Exercise: Every record must appear in your copy exactly as written, with no pictures.
*-*-*
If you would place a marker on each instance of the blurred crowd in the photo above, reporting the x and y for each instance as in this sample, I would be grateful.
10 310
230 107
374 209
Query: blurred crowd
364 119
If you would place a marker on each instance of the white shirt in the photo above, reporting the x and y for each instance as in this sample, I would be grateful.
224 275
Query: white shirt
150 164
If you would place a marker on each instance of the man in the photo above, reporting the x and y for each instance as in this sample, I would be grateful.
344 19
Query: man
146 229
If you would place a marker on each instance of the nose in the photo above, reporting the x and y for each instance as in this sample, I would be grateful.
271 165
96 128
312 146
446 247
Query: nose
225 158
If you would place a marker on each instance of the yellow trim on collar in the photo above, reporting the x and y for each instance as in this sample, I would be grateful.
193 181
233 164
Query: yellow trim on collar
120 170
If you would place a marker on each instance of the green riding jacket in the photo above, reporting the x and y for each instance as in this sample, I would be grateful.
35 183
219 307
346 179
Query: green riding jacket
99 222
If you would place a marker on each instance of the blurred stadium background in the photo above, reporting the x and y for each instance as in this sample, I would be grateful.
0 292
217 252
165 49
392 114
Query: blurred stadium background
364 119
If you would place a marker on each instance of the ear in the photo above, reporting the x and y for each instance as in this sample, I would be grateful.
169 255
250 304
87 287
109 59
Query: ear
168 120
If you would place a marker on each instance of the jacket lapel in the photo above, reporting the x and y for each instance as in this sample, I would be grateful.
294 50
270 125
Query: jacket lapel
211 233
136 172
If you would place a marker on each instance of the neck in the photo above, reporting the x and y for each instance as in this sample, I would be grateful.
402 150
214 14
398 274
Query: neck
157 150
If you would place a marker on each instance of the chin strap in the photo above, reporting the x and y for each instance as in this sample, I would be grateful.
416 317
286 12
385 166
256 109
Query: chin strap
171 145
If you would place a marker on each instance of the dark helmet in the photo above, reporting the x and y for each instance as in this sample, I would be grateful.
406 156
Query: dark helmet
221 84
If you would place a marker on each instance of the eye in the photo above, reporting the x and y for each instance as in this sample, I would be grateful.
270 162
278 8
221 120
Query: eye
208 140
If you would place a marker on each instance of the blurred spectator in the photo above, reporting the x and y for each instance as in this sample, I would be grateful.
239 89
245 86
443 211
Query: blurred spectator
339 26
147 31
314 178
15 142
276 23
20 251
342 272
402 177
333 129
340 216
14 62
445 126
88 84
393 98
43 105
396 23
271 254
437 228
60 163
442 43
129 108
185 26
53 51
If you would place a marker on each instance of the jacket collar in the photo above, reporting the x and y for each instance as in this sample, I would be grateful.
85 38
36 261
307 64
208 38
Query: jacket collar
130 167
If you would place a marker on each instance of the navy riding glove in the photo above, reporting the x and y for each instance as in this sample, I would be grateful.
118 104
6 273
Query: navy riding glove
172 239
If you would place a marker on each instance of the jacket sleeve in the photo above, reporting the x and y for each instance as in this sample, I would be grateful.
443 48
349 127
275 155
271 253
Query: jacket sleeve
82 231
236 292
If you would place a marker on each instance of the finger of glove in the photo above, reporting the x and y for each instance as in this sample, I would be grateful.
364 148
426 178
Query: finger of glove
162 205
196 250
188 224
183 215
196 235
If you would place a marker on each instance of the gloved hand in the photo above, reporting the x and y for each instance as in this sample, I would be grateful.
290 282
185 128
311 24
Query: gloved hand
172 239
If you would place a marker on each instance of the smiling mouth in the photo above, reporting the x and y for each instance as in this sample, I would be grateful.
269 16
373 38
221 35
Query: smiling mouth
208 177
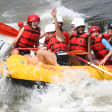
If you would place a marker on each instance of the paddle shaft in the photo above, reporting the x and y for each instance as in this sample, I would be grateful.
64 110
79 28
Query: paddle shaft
26 48
93 65
8 30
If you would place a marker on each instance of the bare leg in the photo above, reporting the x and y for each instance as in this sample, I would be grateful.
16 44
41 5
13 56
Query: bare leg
46 57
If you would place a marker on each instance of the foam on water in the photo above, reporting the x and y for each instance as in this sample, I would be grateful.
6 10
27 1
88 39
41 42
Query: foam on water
82 95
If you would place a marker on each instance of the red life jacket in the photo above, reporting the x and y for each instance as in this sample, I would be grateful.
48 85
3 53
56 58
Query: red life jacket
55 45
46 40
66 35
29 38
106 36
79 42
98 48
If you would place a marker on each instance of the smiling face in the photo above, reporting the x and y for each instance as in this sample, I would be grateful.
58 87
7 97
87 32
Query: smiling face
80 29
95 33
110 31
50 34
34 24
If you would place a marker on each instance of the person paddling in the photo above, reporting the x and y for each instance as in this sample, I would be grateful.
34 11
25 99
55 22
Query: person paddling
20 25
29 35
100 46
57 42
79 38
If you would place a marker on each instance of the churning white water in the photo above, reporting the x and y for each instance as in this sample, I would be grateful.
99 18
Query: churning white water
82 95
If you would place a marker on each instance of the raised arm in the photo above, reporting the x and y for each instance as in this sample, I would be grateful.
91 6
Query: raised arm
18 36
59 34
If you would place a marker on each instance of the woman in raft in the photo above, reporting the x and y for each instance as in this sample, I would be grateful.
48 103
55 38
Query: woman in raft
43 56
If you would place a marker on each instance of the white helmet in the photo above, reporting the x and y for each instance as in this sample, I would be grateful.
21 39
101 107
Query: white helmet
59 19
50 28
80 22
74 21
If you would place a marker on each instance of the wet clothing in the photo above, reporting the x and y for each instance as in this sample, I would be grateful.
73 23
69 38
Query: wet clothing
66 35
101 47
57 47
79 42
29 39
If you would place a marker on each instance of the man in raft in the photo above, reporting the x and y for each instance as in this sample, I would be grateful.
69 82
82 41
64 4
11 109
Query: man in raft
29 35
79 38
57 42
100 46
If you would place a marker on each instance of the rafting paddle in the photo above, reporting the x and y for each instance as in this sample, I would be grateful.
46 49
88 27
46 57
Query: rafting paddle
26 48
8 30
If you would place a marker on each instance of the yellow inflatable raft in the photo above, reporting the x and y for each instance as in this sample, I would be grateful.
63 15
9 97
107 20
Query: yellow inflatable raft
19 68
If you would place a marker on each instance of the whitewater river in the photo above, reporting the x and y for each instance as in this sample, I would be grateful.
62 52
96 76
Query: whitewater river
85 95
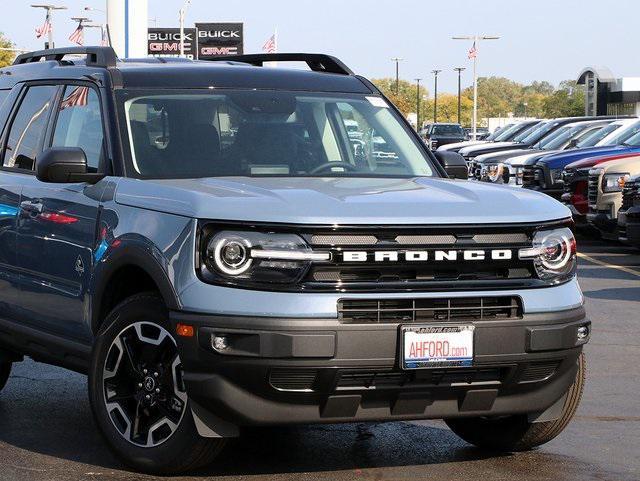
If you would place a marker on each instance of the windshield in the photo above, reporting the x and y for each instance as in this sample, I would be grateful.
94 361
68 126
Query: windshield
626 135
528 131
194 134
633 141
563 140
448 130
539 132
594 137
502 133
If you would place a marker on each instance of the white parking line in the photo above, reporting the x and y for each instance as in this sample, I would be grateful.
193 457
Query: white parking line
610 266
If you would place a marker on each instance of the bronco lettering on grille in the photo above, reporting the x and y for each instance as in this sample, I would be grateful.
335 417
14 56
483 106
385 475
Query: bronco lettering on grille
423 256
*-*-*
Answer below:
If you would place a marker on each instance of the blurred crowd in the photo above, reporting the x and y for each instance as in this sample, I would be grateful.
10 310
230 107
374 209
Query: blurred crowd
364 119
If you would place a marker on each instance of the white shirt in the photo above, reporting the x and y for each instance as in this sample, I would be grateful.
224 275
Query: white shirt
150 164
If you would place a marker on each instance of the man in the photo above, reporting the x and y for each instance as in this sample, I would be grateful.
344 19
Query: man
146 229
If you would place a marker on each instance of the nose in the photo above, reporting the x and y for each instance as in this sample, I would be grateful.
271 165
96 128
312 146
446 247
Query: nose
225 158
If you would place a marker on each instance of the yellow trim on collar in the photo above, reporting the x and y for each instance as in this sample, I would be grateful.
193 181
233 164
Query: yellow trim on collar
120 170
If you would place a marker on each instance of the green riding jacket in the photo above, reporting the x and y for each instance as in this sample, I would be grateful.
35 183
219 307
346 179
Query: green riding jacket
99 222
If you would place a marker on each instance of the blurred stadium background in the photo above, reporting the x and y for each instance as in this sample, I would be grateful.
0 292
217 252
165 49
392 114
Query: blurred stadium background
364 119
If you would place a marker on each instance of the ear in the photo above, reporting the x and y for each instance as in this sample, I would be grateful.
169 255
250 304
87 287
109 59
Query: ear
168 120
If you would place a marker on each instance of the jacket lapel in the photo above, reporting the x and y for each instance as in this sample, I would be grateful.
294 50
270 125
Query: jacket lapel
211 233
136 172
If you would place a marker on each instance of the neck in the photo above, reporting the x and y for each instance as in this sample, I would be grateful.
402 150
214 14
398 274
Query: neck
157 150
If you would place a marker on each instance of the chin strap in the photo above, reporting the x and y for each instance as in this sample, I would be grateful.
416 317
286 12
385 166
256 109
Query: chin strap
171 145
If you would place a marker on each instance of the dark helmet in the photo above, reporting the x and y for each instance as in this sample, I would be grateful.
406 156
Query: dark helmet
221 84
If you would place a marker on each instance of the eye in the photo above, reporting the x and y for each instance as in this sample, I would be grateful.
270 162
278 8
221 120
Query: eye
208 140
If you would place a marker on each instance of the blurred spectator in the photo above, reporting the x and y for each instance as in this sample, I would be grateful.
239 89
245 86
443 211
Query: blurred spectator
339 26
147 31
314 178
15 142
276 23
20 251
342 272
402 177
333 129
340 216
14 62
445 126
88 84
393 98
43 105
396 23
271 254
437 228
60 163
442 43
129 108
185 26
53 51
If you would place a marker on each instance of the jacket collar in the photo above, reporting the x and y for each instance as in this sample, I would be grateful.
85 38
36 261
307 64
208 38
Query: jacket collar
130 167
If you would place a marker on each instance of the navy riding glove in the photo above, reporting the x and y for each instance as in this sample, I would be grateful.
118 104
6 273
Query: navy riding glove
172 239
If you would place a marker on each instance of the jacket sleeve in the photo above, reporting the x and y for each instance as in this sample, I would be grateful.
443 48
349 127
275 155
271 253
Query: jacket sleeve
82 231
236 292
If you would place a marker on each instance of the finger of glove in the photo above, reporting the x and y for each instance as in this sample, I would be grateful.
364 148
426 178
Query: finger of glove
162 205
196 250
188 224
183 215
196 235
If you would place a marker on each instance of the gloved hand in the photo above, reporting the x and y for each instance as in this sample, I would be grateful.
290 282
185 128
311 24
Query: gloved hand
172 239
If you would place a marker on each instance of the smiling mouth in the photo above, reporting the x and y for each instance as in this sample, I would be grateful.
269 16
373 38
221 35
Query: smiling mouth
208 177
If you would place a marker on each instance of the paddle shaft in the photo above, reporting the x and y for each instance as in this sample, I would be grateful.
64 110
79 28
Query: paddle shaft
26 48
93 65
8 30
If you would place a marker on each instance of the bare leg in the photo above, reporting the x and y for each instance as in this sample, I would be grateful.
16 44
41 5
13 56
Query: bare leg
46 57
If you would place a marker on each instance of the foam on water in the photo above, reporting the x and y for each instance as in this sample, I would be grateful.
6 10
27 1
88 39
41 42
Query: foam on water
82 95
If you would place a marker on each instance of the red life jacket in the photo above, reporting the x and y for each instance as in this sample, I would be grateful.
48 85
3 53
56 58
Query: red life jacket
55 45
46 40
66 35
29 38
106 36
79 42
98 48
If you would place a marker on each instance of the smiling face in the photo above, reporting the x and y for each instance as in this sample, I would be grateful.
58 87
7 97
87 32
Query: smiling face
80 29
95 33
110 31
50 34
34 24
If you would place a marker on each instance of the person paddling in the photo above, reporting the x and y for each instance as in this sample, I would be grateful.
34 11
25 99
55 22
Query: person paddling
20 25
29 35
100 46
57 42
79 38
If you would place a marker on each instance of the churning white water in the photo above, reporting the x and y for each instance as in this sample, I would be grateful.
99 18
Query: churning white water
82 95
If you would place a marker on each instance of the raised arm in the photo above, reporting the x and y for each instance as in this sample, I would be grateful.
91 6
Query: raised arm
18 36
59 34
If you would place a marker on each instance of the woman in raft in the photo above, reporting the x and y for each instance as in this sample, I would be grateful.
48 103
55 38
Query: woman in raft
43 56
If you would place a marker on each instance of the white helmet in the photo above, reporting the x and y for each instance as in this sample, I would be grateful.
21 39
101 107
Query: white helmet
59 19
50 28
80 22
74 21
If you would place a marker on each instance of the wet clothing in the photo above, reporting the x and y for each instance as in this sample, I would be grateful.
73 23
69 38
Query: wet clothing
66 35
101 47
57 47
79 42
29 39
If you would place a marker on each instance of the man in raft in the photo above, reporting the x and y for each instance as in this sample, I would be grateful.
69 82
82 41
64 4
11 109
Query: man in raft
29 35
79 38
57 42
100 46
If you would place a marker on each instance of the rafting paddle in the photo above, reporting the x and y for each instance as in this sample, I would be grateful.
46 49
88 27
46 57
Query: rafting paddle
26 48
8 30
If you would place a marker on each instance of the yellow inflatable raft in the photo above, reporting the x and y for each instance as in this sample, I would be grateful.
63 15
9 97
107 20
Query: yellow inflatable raft
19 68
If you would place a marker on each instance of the whitewater river in the photo above, reporting the x and y for each instance as in this sample, I would be grateful.
62 52
96 76
Query: whitewater river
85 95
If you would place a marker on each instance of the windshield in the photo above, reporting the x and y for each instance as in this sample, I would be grateful.
94 361
68 126
Query: windshield
626 135
528 131
194 134
633 141
563 140
448 130
539 132
594 137
502 133
If you would place a marker on each instance of the white parking line in the photo above, reporting the x and y for each instance as in this sample, I would be grateful.
193 457
Query: white parking line
610 266
If you would place a marker on each instance of the bronco lettering on grille in the photo above, reporting the x and y for each instance as in this sample, I would be grateful.
335 417
14 56
483 106
385 475
Query: bronco lettering on grille
423 256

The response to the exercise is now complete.